SOURCE EXTRACT:
· · · · · · ·
在 2016/5/7 16:41, George Spelvin 写道:
Nothing critical, but a bit of kibitzing.
(That is slang in the Yiddish language for a person
who offers annoying and unwanted advice.)
The binary GCD algorithm is based on the following facts:
1. If a and b are all evens, then gcd(a,b) = 2 * gcd(a/2, b/2)
2. If a is even and b is odd, then gcd(a,b) = gcd(a/2, b)
3. If a and b are all odds, then gcd(a,b) = gcd((a-b)/2, b) = gcd((a+b)/2, b)
1) "even" and "odd" are adjectives. In English, adjectives to not have
plural suffixes. Thus, "they are even" or "they are odd".
2) Although "all" is not exactly wrong, it sounds odd. Since there are
exactly two of them it's clearer to say "both".
If I also rephrase the last line to fit into 80 columns, you get:
The binary GCD algorithm is based on the following facts:
- 1. If a and b are all evens, then gcd(a,b) = 2 * gcd(a/2, b/2)
+ 1. If a and b are both even, then gcd(a,b) = 2 * gcd(a/2, b/2)
2. If a is even and b is odd, then gcd(a,b) = gcd(a/2, b)
- 3. If a and b are all odds, then gcd(a,b) = gcd((a-b)/2, b) = gcd((a+b)/2, b)
+ 3. If both are odd, then gcd(a,b) = gcd((a-b)/2, b) = gcd((a+b)/2, b)
3) Negative config options are always confusing.
Would it be better to call it CONFIG_INEFFICIEBNT_FFS, or even simpler
CONFIG_SLOW_FFS?
Also, you're allowed to add "help" to a non-interactive config option,
and some documentation might be useful.
E.g.
· · · · · · ·
GIVEN DATA:

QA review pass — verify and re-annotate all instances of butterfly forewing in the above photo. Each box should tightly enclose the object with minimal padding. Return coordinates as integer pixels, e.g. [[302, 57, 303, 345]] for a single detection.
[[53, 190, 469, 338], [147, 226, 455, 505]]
· · · · · · ·
REQUEST 1: Could you quote the binary GCD review thread word for word, starting at "- 3. If a and" and ending at "might be useful."?
REQUEST 2: How would you continue the binary GCD review thread from the point where it stops, picking up right after its final line?

TASK RESULT 1:
- 3. If a and b are all odds, then gcd(a,b) = gcd((a-b)/2, b) = gcd((a+b)/2, b)
+ 3. If both are odd, then gcd(a,b) = gcd((a-b)/2, b) = gcd((a+b)/2, b)
3) Negative config options are always confusing.
Would it be better to call it CONFIG_INEFFICIEBNT_FFS, or even simpler
CONFIG_SLOW_FFS?
Also, you're allowed to add "help" to a non-interactive config option,
and some documentation might be useful.

TASK RESULT 2:
+config CPU_SLOW_FFS
+ def_bool n
+ help
+ If n, the CPU supports a fast __ffs (__builtin_ctz) operation,
+ either directly or via a short code sequence using a count
+ leading zeros or population count instruction. If y, the
+ operation is emulated by slower software, such as an unrolled
+ binary search.
+
+ This is purely an optimization option; the kernel
+ will function correctly regardless of how it is set.
+
Thanks a lot.
Your benchmark code doesn't have to have a separate code path if
__x86_64__; rdtsc works on 32-bit code just as well. paths. And the
way you subtract the end and start times is unnecessarily complicated.
The C language guarantees that unsigned arithmetic simply wraps modulo
2^bits as expected.
rdsc works on x86, the other path is prepared for other architectures.
Here are some more timings, with the same flags as your tests:
First, 32 bit code:
gcd0 gcd1 gcd2 gcd3 gcd4
Ivy Bridge 3156 1192 1740 1160 1640 PASS
AMD Phenom 7150 2564 2348 2975 2843 PASS
Core 2 4176 2592 4164 2604 3900 PASS
Pentium 4 11492 4784 7632 4852 6452 PASS
And 64-bit (longer times becuase the inputs are larger):
Ivy Bridge 10636 2496 3500 2432 3360 PASS
AMD Phenom 19482 4058 6030 5001 6845 PASS
Looking at those, I'm not sure how much better the gcd3/4 versions are
than gcd1/2. The difference seems pretty minor and sometimes negative.
The worst case of binary GCD is that one number is power of 2,
for example a is 0xffffffff (0xcccccccc for the "even/odd" variant) and b is 1.
The gcd3/4 versions can handle this properly.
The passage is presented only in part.